* Reading text *

>> BEGIN

C. Dudley Pratt, Vernon Bortz, Milton Cades, all of Honolulu, T. H. (Pratt, Tavares & Cassidy, Honolulu, T. H., of counsel), for appellant.

Theron Lamar Caudle, Asst. Atty. Gen., Ellis N. Slack, Robert N. Anderson, Leland T. Atherton, Sp.Assts. to Atty. Gen., for appellee.

Before DENMAN, Chief Judge, and ORR and POPE, Circuit Judges.

DENMAN, Chief Judge.


Taxpayer, Alexander & Baldwin, Limited, appeals from a judgment refusing a $50,000 deduction from its income for the tax year 1932.

In 1931 the Henry Waterhouse Trust Company, Limited, a Hawaiian corporation, although conducting business as usual, was encountering great financial difficulties in that year of world depression. The Bishop Trust Company, Limited, agreed to take over the Waterhouse Company's business and liquidate all its obligations, provided, inter alia, that $400,000 be contributed by persons and firms in Hawaii who would be benefited by preventing the business collapse likely to ensue with the failure of the Waterhouse Company.

The $400,000 was paid to the Waterhouse Company, for which the payors received instruments called notes, agreeing to pay the amount each contributed with interest at 4% "only when, if and to the extent that," after all the indebtednesses and liquidation costs of Waterhouse Company had been paid, there remained an excess of assets. The taxpayer paid $50,000 to the Waterhouse Company and received such an instrument.

The district court erroneously held that the payment of $50,000 to the Waterhouse Company in 1932 was "just a contribution" to that corporation and hence not a tax deduction in any year. The fact that the agreement was procured in return for the advance and that comprehensive machinery was set up to pass upon the program of liquidation under which the money was advanced shows that it was not a contribution. Included in this machinery was an "Advisory Committee" for passing upon matters of importance, particularly those tending to affect the amount of reimbursement to the promisees of the several instruments.

We think the district court's judgment is sustained on other grounds, and that the Collector's contentions are valid that the $50,000 is not deductible, either as an ordinary and necessary business expense or as a bad debt or as a loss under the Revenue Act of 1932.1 

If a business expense, the $50,000 payment is not deductible from 1932 income.

The taxpayer, on a cash basis of taxation accounting, paid the $50,000 in the year 1931 of the depression era to protect its business from the effect on Hawaiian general business of the Waterhouse Company's failure. Undoubtedly this is an expense for a business purpose, but the cash in this amount was paid in 1931. If it be the kind of business expense which is deductible2  under § 23(a), it cannot be deducted as a cash expense in the tax year 1932.

>> END

* Provided records *
>> BEGIN

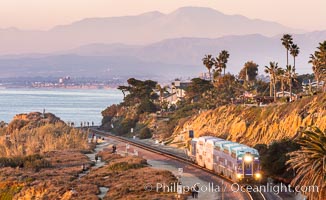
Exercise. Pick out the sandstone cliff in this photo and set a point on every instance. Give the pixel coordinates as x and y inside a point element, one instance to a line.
<point>253,125</point>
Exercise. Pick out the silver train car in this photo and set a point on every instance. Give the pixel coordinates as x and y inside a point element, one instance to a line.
<point>235,161</point>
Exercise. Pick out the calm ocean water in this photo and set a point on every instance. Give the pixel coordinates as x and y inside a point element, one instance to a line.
<point>70,105</point>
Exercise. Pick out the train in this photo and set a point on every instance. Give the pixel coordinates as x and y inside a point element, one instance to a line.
<point>232,160</point>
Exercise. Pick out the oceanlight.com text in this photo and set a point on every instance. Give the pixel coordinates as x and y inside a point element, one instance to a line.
<point>235,187</point>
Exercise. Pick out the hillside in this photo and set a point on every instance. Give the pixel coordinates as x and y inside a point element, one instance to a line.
<point>254,125</point>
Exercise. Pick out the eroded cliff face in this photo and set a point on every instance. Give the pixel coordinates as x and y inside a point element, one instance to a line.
<point>253,125</point>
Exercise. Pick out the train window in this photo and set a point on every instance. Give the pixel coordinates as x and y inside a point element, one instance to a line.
<point>247,166</point>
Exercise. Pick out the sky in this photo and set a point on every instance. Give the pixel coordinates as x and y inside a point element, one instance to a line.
<point>45,14</point>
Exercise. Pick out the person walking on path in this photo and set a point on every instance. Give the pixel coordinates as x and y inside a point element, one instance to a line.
<point>193,192</point>
<point>196,191</point>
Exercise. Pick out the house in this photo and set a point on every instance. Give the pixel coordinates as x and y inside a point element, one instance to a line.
<point>177,93</point>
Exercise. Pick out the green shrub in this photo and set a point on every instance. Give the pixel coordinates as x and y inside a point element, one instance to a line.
<point>147,106</point>
<point>145,133</point>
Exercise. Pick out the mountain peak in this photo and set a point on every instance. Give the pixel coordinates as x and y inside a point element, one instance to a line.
<point>196,10</point>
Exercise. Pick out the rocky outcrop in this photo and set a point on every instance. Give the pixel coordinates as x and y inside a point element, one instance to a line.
<point>253,125</point>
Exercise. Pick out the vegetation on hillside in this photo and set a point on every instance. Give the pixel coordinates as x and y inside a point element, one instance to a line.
<point>309,162</point>
<point>31,134</point>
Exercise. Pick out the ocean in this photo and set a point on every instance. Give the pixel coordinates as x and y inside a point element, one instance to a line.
<point>71,105</point>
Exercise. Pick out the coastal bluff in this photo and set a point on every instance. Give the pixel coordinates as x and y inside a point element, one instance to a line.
<point>257,125</point>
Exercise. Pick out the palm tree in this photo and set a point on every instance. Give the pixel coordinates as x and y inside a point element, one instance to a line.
<point>294,51</point>
<point>272,71</point>
<point>218,67</point>
<point>280,75</point>
<point>309,162</point>
<point>290,75</point>
<point>287,42</point>
<point>224,56</point>
<point>208,61</point>
<point>318,61</point>
<point>161,90</point>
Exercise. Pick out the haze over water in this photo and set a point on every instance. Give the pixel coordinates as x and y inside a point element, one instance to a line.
<point>67,104</point>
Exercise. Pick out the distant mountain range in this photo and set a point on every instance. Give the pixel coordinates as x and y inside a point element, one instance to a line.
<point>169,58</point>
<point>141,29</point>
<point>133,46</point>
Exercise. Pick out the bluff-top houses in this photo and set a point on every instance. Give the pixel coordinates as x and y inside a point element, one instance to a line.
<point>177,92</point>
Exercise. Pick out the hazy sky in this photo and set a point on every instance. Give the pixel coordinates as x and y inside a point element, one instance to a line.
<point>44,14</point>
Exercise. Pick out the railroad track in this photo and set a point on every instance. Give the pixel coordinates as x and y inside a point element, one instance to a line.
<point>250,195</point>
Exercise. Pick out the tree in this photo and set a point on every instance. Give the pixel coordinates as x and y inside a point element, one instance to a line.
<point>287,42</point>
<point>294,51</point>
<point>280,75</point>
<point>290,76</point>
<point>208,61</point>
<point>197,87</point>
<point>138,91</point>
<point>249,72</point>
<point>221,60</point>
<point>161,91</point>
<point>318,61</point>
<point>272,71</point>
<point>309,162</point>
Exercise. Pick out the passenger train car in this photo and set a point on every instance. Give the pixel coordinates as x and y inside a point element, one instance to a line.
<point>232,160</point>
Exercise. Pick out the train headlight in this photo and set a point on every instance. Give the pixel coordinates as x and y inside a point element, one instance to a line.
<point>248,158</point>
<point>258,175</point>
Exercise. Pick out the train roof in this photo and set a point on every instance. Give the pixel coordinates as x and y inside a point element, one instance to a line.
<point>206,137</point>
<point>213,140</point>
<point>222,142</point>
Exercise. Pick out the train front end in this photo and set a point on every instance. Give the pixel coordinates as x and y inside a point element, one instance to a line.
<point>248,170</point>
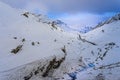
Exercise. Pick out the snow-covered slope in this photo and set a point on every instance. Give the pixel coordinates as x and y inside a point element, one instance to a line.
<point>33,47</point>
<point>28,44</point>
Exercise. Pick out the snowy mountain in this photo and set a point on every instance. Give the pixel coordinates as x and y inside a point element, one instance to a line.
<point>112,19</point>
<point>34,47</point>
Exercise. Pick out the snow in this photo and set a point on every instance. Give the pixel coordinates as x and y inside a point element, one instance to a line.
<point>81,60</point>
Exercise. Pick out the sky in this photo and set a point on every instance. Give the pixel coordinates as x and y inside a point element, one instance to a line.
<point>76,13</point>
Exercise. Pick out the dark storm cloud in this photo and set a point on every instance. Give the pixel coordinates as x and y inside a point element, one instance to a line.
<point>71,6</point>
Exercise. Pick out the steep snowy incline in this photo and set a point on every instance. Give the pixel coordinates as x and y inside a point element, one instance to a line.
<point>101,47</point>
<point>27,45</point>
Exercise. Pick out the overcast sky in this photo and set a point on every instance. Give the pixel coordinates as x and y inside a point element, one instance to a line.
<point>74,12</point>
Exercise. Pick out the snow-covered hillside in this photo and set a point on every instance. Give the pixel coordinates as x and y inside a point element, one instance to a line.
<point>34,47</point>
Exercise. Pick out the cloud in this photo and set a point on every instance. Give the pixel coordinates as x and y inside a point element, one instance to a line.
<point>69,6</point>
<point>79,20</point>
<point>76,13</point>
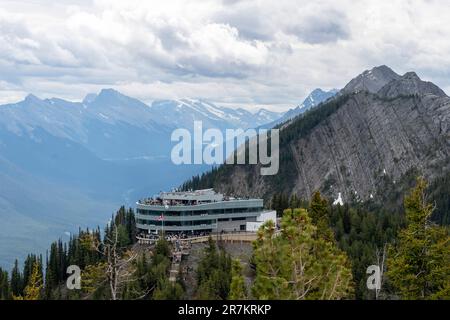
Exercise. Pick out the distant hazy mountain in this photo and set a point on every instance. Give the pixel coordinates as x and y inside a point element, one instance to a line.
<point>316,97</point>
<point>371,80</point>
<point>182,113</point>
<point>69,164</point>
<point>357,144</point>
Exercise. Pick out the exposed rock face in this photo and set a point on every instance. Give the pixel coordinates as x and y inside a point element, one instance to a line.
<point>371,80</point>
<point>371,135</point>
<point>409,84</point>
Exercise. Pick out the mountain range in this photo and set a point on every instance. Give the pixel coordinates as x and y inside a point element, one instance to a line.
<point>65,165</point>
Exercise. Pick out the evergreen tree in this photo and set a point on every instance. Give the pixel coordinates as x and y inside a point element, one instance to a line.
<point>297,264</point>
<point>418,266</point>
<point>4,285</point>
<point>33,290</point>
<point>238,291</point>
<point>16,280</point>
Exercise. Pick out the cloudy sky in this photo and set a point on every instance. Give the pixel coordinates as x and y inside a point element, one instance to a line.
<point>238,53</point>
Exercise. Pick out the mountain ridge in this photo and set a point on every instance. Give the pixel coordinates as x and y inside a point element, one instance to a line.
<point>352,143</point>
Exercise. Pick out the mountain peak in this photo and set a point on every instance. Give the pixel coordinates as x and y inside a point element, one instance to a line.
<point>90,97</point>
<point>109,92</point>
<point>32,98</point>
<point>408,84</point>
<point>371,80</point>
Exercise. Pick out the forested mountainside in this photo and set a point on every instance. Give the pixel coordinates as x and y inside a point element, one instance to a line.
<point>379,129</point>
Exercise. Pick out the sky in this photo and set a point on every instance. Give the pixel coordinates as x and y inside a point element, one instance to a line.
<point>251,54</point>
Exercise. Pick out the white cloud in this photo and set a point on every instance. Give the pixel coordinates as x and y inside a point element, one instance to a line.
<point>251,53</point>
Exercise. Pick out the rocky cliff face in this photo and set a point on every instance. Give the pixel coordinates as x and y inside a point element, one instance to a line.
<point>366,137</point>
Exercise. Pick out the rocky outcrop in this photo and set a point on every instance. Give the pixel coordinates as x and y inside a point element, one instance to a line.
<point>371,136</point>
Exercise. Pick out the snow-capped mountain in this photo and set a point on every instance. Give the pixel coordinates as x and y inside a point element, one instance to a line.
<point>69,164</point>
<point>182,114</point>
<point>316,97</point>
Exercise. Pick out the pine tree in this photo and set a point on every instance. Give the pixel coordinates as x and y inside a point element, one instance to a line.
<point>33,290</point>
<point>238,291</point>
<point>4,285</point>
<point>418,266</point>
<point>297,264</point>
<point>16,280</point>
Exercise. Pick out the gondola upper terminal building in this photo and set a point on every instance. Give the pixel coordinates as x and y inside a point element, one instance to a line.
<point>200,211</point>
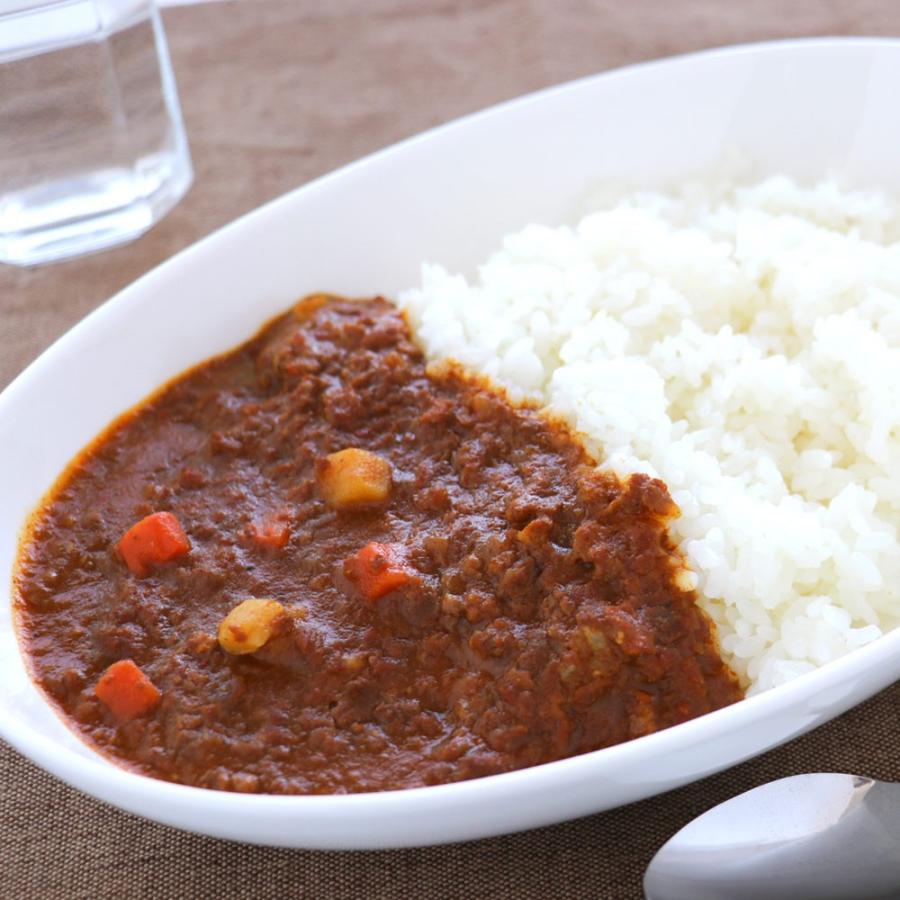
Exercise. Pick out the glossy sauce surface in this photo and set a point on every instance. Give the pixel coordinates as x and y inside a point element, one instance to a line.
<point>543,617</point>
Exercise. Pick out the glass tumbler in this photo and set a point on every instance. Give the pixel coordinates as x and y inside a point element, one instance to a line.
<point>92,147</point>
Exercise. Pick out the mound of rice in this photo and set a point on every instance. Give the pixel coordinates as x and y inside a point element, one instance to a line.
<point>742,344</point>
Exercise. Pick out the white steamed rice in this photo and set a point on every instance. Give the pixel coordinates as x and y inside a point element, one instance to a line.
<point>742,344</point>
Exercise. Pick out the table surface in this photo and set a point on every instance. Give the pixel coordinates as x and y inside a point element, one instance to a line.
<point>276,92</point>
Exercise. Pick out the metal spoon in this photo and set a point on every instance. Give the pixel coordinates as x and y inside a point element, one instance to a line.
<point>809,837</point>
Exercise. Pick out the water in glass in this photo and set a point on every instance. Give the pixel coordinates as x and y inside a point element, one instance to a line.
<point>93,149</point>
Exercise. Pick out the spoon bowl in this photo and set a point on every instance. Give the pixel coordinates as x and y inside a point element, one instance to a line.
<point>822,836</point>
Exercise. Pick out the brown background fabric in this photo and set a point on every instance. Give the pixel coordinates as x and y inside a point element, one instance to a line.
<point>276,92</point>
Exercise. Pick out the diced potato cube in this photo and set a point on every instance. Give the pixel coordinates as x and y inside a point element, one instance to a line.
<point>249,625</point>
<point>354,478</point>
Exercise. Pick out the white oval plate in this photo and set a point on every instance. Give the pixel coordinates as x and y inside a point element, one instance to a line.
<point>803,107</point>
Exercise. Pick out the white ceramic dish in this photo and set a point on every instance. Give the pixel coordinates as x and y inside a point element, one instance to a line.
<point>804,107</point>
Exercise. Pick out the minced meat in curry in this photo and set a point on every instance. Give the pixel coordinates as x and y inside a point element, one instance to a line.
<point>309,566</point>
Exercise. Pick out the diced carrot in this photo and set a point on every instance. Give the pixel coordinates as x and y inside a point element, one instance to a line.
<point>378,569</point>
<point>271,533</point>
<point>157,538</point>
<point>126,690</point>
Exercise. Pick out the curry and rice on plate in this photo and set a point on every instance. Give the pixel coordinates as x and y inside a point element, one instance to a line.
<point>363,552</point>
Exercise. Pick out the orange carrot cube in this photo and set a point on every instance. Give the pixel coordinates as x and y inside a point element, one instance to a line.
<point>378,569</point>
<point>126,690</point>
<point>157,538</point>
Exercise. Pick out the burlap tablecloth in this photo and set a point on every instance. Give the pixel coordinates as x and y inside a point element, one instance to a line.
<point>276,92</point>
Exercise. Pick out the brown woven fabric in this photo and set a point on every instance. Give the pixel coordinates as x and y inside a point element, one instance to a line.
<point>276,92</point>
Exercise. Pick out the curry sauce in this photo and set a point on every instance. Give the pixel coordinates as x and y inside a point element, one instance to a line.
<point>310,566</point>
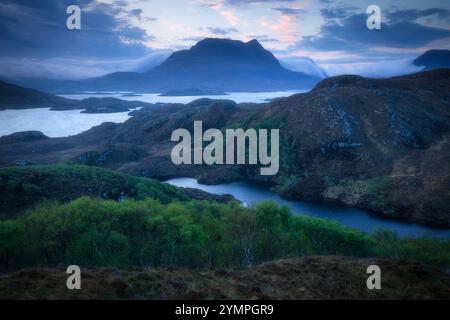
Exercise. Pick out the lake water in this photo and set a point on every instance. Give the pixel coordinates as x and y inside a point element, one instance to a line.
<point>65,123</point>
<point>54,123</point>
<point>238,97</point>
<point>251,194</point>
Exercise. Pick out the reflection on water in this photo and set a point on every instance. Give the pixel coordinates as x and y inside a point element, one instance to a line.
<point>66,123</point>
<point>238,97</point>
<point>54,123</point>
<point>360,219</point>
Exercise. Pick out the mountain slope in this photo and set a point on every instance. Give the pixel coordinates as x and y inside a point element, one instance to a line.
<point>17,97</point>
<point>212,64</point>
<point>22,188</point>
<point>377,144</point>
<point>433,59</point>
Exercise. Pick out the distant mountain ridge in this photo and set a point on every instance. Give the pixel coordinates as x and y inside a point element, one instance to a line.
<point>378,144</point>
<point>433,59</point>
<point>210,65</point>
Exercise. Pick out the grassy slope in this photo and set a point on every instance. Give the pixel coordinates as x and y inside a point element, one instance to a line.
<point>326,277</point>
<point>23,187</point>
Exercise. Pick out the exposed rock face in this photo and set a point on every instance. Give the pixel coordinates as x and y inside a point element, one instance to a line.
<point>378,144</point>
<point>17,97</point>
<point>301,278</point>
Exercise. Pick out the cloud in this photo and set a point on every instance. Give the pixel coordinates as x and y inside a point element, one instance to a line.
<point>221,31</point>
<point>289,11</point>
<point>34,33</point>
<point>414,14</point>
<point>351,33</point>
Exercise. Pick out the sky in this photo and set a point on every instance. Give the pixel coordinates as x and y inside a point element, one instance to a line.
<point>136,35</point>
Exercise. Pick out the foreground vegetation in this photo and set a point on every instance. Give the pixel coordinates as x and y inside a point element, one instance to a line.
<point>317,277</point>
<point>194,234</point>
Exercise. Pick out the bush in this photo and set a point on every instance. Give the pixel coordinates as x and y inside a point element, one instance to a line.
<point>195,234</point>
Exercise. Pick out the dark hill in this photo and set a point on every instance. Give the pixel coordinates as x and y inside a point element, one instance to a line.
<point>377,144</point>
<point>433,59</point>
<point>211,65</point>
<point>17,97</point>
<point>321,277</point>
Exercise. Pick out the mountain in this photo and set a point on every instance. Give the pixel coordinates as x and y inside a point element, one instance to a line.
<point>306,278</point>
<point>17,97</point>
<point>211,65</point>
<point>433,59</point>
<point>377,144</point>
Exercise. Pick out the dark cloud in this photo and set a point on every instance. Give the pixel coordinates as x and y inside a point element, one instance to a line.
<point>38,29</point>
<point>351,34</point>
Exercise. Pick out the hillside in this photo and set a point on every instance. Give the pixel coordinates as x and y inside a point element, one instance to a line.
<point>217,65</point>
<point>377,144</point>
<point>323,277</point>
<point>433,59</point>
<point>17,97</point>
<point>22,188</point>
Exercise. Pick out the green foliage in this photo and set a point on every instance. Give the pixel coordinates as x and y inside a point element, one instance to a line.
<point>23,187</point>
<point>147,233</point>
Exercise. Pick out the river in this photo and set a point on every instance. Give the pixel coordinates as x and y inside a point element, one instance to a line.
<point>360,219</point>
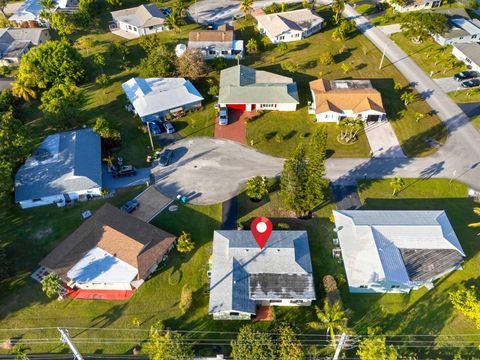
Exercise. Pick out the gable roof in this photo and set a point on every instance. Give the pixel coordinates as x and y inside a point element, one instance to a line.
<point>404,247</point>
<point>118,234</point>
<point>340,95</point>
<point>140,16</point>
<point>64,162</point>
<point>243,85</point>
<point>155,95</point>
<point>243,273</point>
<point>278,23</point>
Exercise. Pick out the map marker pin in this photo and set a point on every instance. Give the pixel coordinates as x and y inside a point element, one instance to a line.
<point>261,229</point>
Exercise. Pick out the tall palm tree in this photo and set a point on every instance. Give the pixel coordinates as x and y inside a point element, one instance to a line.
<point>246,6</point>
<point>19,89</point>
<point>333,318</point>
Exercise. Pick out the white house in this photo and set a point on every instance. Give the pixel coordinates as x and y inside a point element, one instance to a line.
<point>65,167</point>
<point>334,100</point>
<point>243,276</point>
<point>154,98</point>
<point>248,89</point>
<point>290,25</point>
<point>110,251</point>
<point>469,54</point>
<point>396,251</point>
<point>138,21</point>
<point>216,43</point>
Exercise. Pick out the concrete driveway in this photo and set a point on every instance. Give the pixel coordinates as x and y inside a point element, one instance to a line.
<point>383,141</point>
<point>209,171</point>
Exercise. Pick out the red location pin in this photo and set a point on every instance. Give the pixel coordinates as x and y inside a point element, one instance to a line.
<point>261,229</point>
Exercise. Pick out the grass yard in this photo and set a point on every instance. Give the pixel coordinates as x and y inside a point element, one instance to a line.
<point>363,59</point>
<point>431,57</point>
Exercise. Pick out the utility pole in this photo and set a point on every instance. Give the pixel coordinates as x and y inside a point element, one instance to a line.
<point>341,343</point>
<point>65,339</point>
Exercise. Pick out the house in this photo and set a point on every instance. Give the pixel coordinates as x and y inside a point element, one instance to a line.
<point>243,276</point>
<point>290,25</point>
<point>244,88</point>
<point>216,43</point>
<point>65,167</point>
<point>460,28</point>
<point>414,5</point>
<point>110,251</point>
<point>469,54</point>
<point>154,98</point>
<point>15,42</point>
<point>334,100</point>
<point>140,20</point>
<point>396,251</point>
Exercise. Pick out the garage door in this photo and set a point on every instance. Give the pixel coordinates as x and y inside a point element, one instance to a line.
<point>237,106</point>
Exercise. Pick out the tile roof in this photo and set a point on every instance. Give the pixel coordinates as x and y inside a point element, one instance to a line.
<point>340,95</point>
<point>65,162</point>
<point>139,244</point>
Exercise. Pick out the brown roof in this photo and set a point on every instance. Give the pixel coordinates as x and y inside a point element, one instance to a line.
<point>139,244</point>
<point>211,35</point>
<point>357,99</point>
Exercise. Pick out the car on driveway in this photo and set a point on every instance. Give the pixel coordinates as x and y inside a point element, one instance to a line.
<point>471,83</point>
<point>166,157</point>
<point>223,116</point>
<point>130,206</point>
<point>168,127</point>
<point>464,75</point>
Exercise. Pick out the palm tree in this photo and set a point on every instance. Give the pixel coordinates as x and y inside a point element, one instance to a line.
<point>246,6</point>
<point>333,318</point>
<point>19,89</point>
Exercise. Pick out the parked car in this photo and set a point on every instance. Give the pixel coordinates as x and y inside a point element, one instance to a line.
<point>125,170</point>
<point>464,75</point>
<point>471,83</point>
<point>168,127</point>
<point>154,128</point>
<point>223,116</point>
<point>166,157</point>
<point>130,206</point>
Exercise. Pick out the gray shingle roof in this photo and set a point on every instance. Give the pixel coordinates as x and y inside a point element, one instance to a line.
<point>243,273</point>
<point>65,162</point>
<point>243,85</point>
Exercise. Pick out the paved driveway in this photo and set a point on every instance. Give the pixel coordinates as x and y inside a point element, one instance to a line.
<point>383,141</point>
<point>209,171</point>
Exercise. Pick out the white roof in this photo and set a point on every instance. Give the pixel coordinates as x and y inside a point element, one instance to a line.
<point>372,242</point>
<point>100,267</point>
<point>155,95</point>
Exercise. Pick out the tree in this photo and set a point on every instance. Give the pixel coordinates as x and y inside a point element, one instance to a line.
<point>257,188</point>
<point>167,345</point>
<point>61,104</point>
<point>396,184</point>
<point>185,299</point>
<point>289,347</point>
<point>376,348</point>
<point>252,46</point>
<point>52,285</point>
<point>407,97</point>
<point>252,344</point>
<point>466,301</point>
<point>50,63</point>
<point>293,183</point>
<point>246,6</point>
<point>192,65</point>
<point>161,62</point>
<point>107,132</point>
<point>326,58</point>
<point>185,243</point>
<point>419,25</point>
<point>62,23</point>
<point>332,318</point>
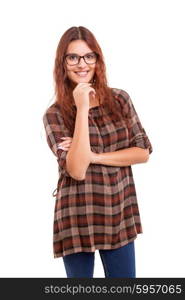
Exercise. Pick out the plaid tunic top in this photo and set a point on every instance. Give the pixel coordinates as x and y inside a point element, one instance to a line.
<point>101,211</point>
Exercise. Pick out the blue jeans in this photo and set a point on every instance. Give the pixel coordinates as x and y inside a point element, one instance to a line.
<point>118,262</point>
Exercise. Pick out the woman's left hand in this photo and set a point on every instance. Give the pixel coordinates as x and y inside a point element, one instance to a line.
<point>65,144</point>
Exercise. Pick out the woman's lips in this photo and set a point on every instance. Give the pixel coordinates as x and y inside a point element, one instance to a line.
<point>82,74</point>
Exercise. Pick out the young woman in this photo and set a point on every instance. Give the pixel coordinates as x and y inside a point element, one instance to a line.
<point>96,135</point>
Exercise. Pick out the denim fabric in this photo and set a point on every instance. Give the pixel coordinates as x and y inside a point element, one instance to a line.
<point>117,263</point>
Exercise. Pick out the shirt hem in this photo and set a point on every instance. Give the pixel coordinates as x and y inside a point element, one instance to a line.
<point>94,248</point>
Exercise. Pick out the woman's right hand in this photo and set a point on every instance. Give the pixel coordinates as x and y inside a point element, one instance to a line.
<point>81,94</point>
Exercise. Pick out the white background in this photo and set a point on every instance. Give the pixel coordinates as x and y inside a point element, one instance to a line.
<point>143,46</point>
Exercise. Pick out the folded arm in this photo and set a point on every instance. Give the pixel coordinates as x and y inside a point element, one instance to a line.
<point>123,157</point>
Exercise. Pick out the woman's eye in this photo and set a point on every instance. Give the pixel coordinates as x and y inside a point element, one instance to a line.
<point>90,56</point>
<point>73,57</point>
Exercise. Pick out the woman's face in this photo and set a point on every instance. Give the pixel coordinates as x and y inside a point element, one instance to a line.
<point>81,72</point>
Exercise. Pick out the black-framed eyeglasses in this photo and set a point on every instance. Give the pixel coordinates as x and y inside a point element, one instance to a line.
<point>74,59</point>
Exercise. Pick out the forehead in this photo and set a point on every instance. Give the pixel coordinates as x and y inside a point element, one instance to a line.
<point>79,47</point>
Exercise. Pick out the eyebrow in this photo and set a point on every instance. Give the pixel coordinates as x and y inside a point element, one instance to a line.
<point>79,54</point>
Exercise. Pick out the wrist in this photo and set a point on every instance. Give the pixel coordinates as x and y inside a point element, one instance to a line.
<point>94,158</point>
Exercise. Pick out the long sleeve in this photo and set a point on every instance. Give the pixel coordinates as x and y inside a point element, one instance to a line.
<point>55,130</point>
<point>137,134</point>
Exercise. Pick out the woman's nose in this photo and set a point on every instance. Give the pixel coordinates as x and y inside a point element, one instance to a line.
<point>82,62</point>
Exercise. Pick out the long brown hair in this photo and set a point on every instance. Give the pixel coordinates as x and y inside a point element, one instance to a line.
<point>64,87</point>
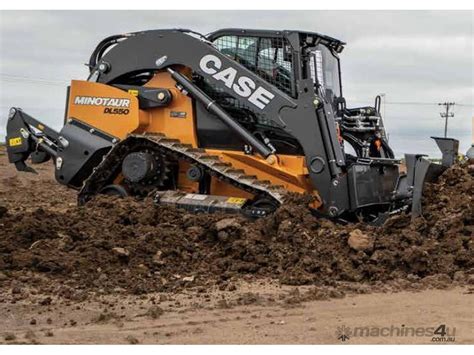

>> END

* Exercise prompt *
Please continue the court opinion on the $50,000 tax deduction, writing what comes after its last sentence.

* Response for this exercise *
The $50,000 is not deductible because not a bad debt.

The Collector contends that this agreement to pay money conditioned upon such a future event as here is not a "debt" as that word is used in § 23(j).

We think this contention is correct. It is well settled that tax deductions are a matter of legislative grace and that a particular deduction will be allowed only where there is clear provision in the statute for the deduction claimed. New Colonial Ice Co. v. Helvering, 292 U.S. 435, 440, 54 S. Ct. 788, 78 L. Ed. 1348.

Undoubtedly if the contingency here provided for had arisen by existence of assets in the Waterhouse Company after the liquidation of its obligation, a debtor-creditor relationship then would have existed. If thereafter the Waterhouse Company had become hopelessly insolvent and could not possibly have paid anything on the debt it would then have become "bad" within the meaning of § 23(j). That, however, is not the instant case.

Nor is it the case of an ordinary promissory note made payable on a definite date, and hence the debtor-creditor relationship is certain to arise. It is there arguable that the hopeless insolvency of the maker before the payment debt creates a deductible bad debt — a contention we are not here required to consider. Here where there is no certainty that the debtor-creditor relationship ever will arise, the instant promise to pay money does not create a deductible debt. In this we are in accord with the view of the First Circuit in Milton Bradley Co. v. United States, 146 F.2d 541, 542, and of the Fourth Circuit in Bercaw v. Commissioner of Internal Revenue, 165 F.2d 521, 525.

The $50,000 is not deductible as a loss.

We agree with the Collector that the failure to be paid anything on the contract with Waterhouse does not make the $50,000 consideration a business loss within § 23(f) of the Revenue Act of 1932. The contract was made with the expectancy that nothing would be paid if the assets were not there. Here there is no failure on the part of Waterhouse in carrying out the agreement, as in the case of Lewellyn v. Elec. Reduction Co., 275 U.S. 243, 247, 48 S. Ct. 63, 72 L. Ed. 262, where the promissors failure caused a business loss. Rather, it is like our decision in Giurlani & Bros., Inc., v. Commissioner of Internal Revenue, 119 F.2d 852, 857, where we held that the taxpayer's payment of the indebtedness of a third party which had previously supplied to taxpayer raw material was not a business loss, although it saved the supplying party from bankruptcy.

Furthermore, the $50,000 brought the gain to the taxpayer of the protection of its business from Waterhouse's failure. While it is impossible to say what the exact amount of this business gain is, it is certainly a gain showing that the whole of the $50,000 was not a loss. Assuming that the difference between this gain and the $50,000 could be treated as a deductible loss, the taxpayer could not sustain its burden of proof of the lesser amount.

The judgment is affirmed.

 1

The Revenue Act of 1932, c. 209, 47 Stat. 169, 26 U.S.C.A.Int.Rev.Acts, page 489, provides:

"§ 23. Deductions from Gross Income

"In computing net income there shall be allowed as deductions:

"(a) Expenses. All the ordinary and necessary expenses paid or incurred during the taxable year in carrying on any trade or business * * *.

* * * * *

"(f) Losses by Corporations. Subject to the limitations provided in subsection (r) of this section, in the case of a corporation, losses sustained during the taxable year and not compensated for by insurance or otherwise. * * *

* * * * *

"(j) Bad Debts. Debts ascertained to be worthless and charged off within the taxable year * * *."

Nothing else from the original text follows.